Stored records:
____

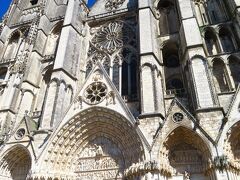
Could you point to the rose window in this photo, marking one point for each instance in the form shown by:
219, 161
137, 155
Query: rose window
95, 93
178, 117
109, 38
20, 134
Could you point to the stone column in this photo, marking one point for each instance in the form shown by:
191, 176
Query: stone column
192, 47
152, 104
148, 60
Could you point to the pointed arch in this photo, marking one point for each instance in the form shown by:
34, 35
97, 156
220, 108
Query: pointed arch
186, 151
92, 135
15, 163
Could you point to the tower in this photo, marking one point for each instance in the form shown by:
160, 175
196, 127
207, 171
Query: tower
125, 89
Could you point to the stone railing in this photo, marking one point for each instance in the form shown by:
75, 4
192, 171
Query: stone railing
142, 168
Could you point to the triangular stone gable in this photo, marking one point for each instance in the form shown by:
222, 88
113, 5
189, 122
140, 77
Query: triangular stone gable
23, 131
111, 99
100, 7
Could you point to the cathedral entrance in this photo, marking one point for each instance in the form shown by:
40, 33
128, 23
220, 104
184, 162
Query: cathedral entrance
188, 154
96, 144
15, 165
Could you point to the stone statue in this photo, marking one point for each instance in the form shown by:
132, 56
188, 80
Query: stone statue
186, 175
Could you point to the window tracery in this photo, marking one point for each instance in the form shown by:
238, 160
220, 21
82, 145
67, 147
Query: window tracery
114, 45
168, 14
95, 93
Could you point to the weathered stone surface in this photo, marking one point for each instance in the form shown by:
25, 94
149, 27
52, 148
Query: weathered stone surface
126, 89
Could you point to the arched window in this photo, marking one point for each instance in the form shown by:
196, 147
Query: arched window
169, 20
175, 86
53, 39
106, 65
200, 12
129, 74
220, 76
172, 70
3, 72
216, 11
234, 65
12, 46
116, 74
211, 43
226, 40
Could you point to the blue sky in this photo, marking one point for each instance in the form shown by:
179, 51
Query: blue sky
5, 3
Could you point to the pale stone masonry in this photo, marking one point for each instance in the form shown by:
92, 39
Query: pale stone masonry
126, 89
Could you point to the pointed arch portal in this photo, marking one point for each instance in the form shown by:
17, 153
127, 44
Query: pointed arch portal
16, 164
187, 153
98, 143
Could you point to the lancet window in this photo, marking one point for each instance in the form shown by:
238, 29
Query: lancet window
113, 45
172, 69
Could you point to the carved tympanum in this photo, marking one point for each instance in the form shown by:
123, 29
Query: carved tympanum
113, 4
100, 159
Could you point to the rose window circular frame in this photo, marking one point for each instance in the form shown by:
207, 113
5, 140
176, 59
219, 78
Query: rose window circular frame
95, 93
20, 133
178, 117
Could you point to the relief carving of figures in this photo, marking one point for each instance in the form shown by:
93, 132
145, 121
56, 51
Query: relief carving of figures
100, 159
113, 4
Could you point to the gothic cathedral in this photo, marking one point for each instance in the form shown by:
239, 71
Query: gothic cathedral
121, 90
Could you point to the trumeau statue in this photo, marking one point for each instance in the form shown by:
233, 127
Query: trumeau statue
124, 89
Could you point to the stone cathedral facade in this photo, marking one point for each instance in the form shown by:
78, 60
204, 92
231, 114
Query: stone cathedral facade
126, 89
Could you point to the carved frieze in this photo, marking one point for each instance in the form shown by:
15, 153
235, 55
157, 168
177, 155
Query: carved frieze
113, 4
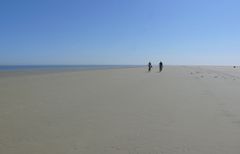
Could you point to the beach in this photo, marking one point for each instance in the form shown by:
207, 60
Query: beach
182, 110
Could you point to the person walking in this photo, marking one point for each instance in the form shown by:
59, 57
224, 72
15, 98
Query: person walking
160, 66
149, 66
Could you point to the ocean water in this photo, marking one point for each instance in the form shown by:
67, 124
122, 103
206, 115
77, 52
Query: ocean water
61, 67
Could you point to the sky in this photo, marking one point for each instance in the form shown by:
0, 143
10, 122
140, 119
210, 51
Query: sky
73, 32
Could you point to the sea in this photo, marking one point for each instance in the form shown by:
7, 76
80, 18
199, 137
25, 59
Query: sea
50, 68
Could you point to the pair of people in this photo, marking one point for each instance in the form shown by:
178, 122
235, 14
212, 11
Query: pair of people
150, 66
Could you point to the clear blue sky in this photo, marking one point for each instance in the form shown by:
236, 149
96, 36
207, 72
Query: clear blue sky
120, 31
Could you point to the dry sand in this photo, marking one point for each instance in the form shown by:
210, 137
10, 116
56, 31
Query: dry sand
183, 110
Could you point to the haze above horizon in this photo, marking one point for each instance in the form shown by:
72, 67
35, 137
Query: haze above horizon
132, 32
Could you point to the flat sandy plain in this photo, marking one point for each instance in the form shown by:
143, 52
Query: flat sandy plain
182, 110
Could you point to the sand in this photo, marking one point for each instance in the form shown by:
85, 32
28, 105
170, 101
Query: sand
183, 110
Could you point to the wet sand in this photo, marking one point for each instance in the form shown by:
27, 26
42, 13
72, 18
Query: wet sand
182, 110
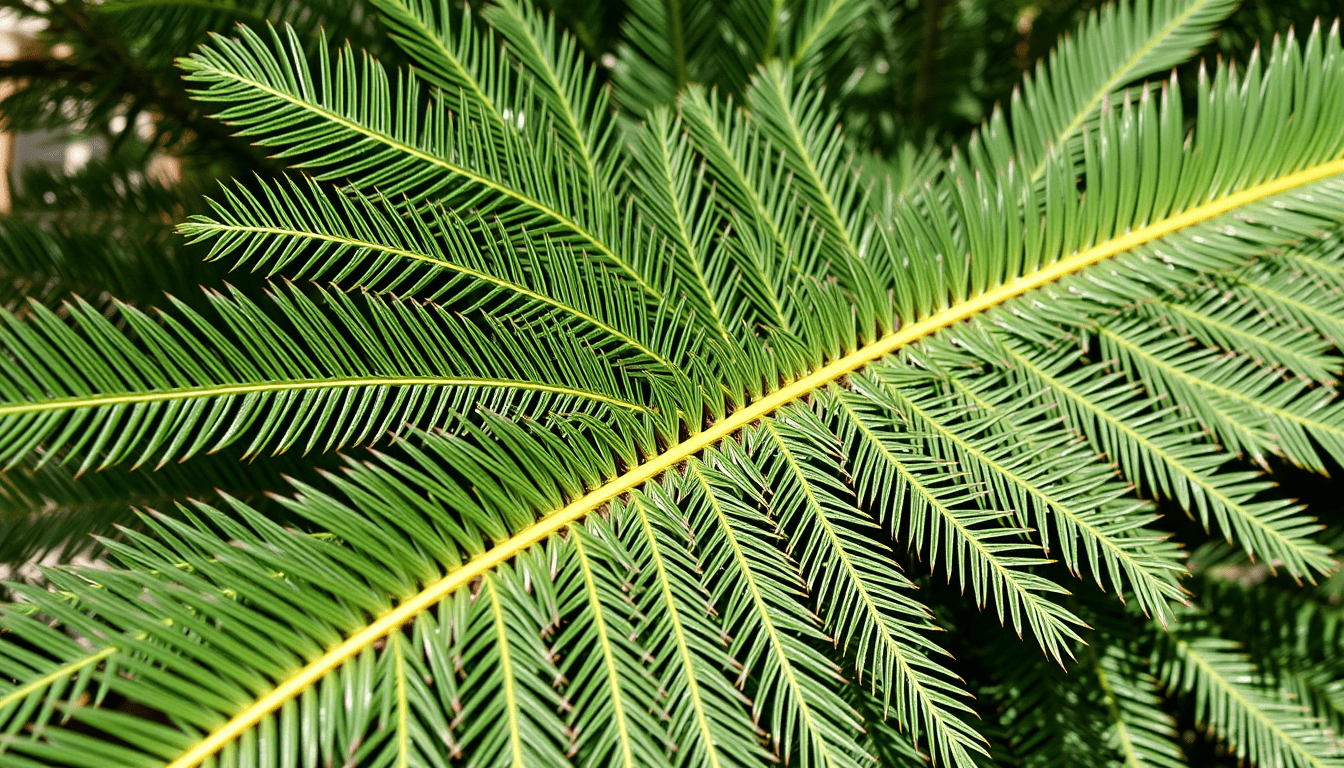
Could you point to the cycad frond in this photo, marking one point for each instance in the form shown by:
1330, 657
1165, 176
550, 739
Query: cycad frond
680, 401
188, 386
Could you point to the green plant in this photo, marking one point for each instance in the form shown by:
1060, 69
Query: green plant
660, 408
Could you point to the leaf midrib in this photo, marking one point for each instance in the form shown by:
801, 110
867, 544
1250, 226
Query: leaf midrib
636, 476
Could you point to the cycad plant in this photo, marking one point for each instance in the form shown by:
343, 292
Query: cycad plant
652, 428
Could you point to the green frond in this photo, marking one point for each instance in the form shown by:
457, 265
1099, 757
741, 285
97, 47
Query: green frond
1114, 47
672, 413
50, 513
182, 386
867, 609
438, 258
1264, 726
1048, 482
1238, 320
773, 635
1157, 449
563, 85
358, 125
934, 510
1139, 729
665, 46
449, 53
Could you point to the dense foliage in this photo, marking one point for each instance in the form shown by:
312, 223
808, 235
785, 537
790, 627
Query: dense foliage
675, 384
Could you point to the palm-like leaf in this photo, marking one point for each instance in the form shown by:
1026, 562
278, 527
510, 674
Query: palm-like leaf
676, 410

____

Set exercise: Could you edit the data from the line containing "Could you point to the cycad frond" down to the end, changing "this photo" to "this image" and leaving everything else as it is?

Solution below:
Could you point to the cycad frond in this image, marking one point for each instance in the form shown by:
1330, 657
1165, 176
550, 739
Query: cycad frond
680, 401
188, 386
Could you point to the green plant in this image, marking one point for each instance in the form shown by:
1060, 69
Query: green plant
660, 408
Could you point to the leaf midrib in this image, marking one point for each instance in the form shown by:
801, 110
867, 544
1250, 226
Query: leaf midrib
636, 476
Could you point to the cycad plant in this image, marking one point for each instance in the form shown by:
343, 292
Query: cycad plant
652, 428
Could you point to the green frond in this image, marking one point for each instance in the form shown by:
457, 265
1099, 757
741, 285
97, 47
Query: green frond
1114, 47
672, 413
50, 513
182, 386
867, 609
438, 258
1264, 726
1048, 482
1238, 320
773, 635
1157, 449
563, 85
358, 125
934, 510
1139, 729
665, 46
449, 53
Could you point to the dense foliage in this image, marking one point for each instance in the form shown by:
312, 223
808, 235
785, 537
790, 627
Query: dense foliage
675, 384
Could you point to the palm-like leaf in this image, marking one point for each instance in the form shown by:
1026, 562
278, 527
510, 674
Query: palm-like leaf
676, 410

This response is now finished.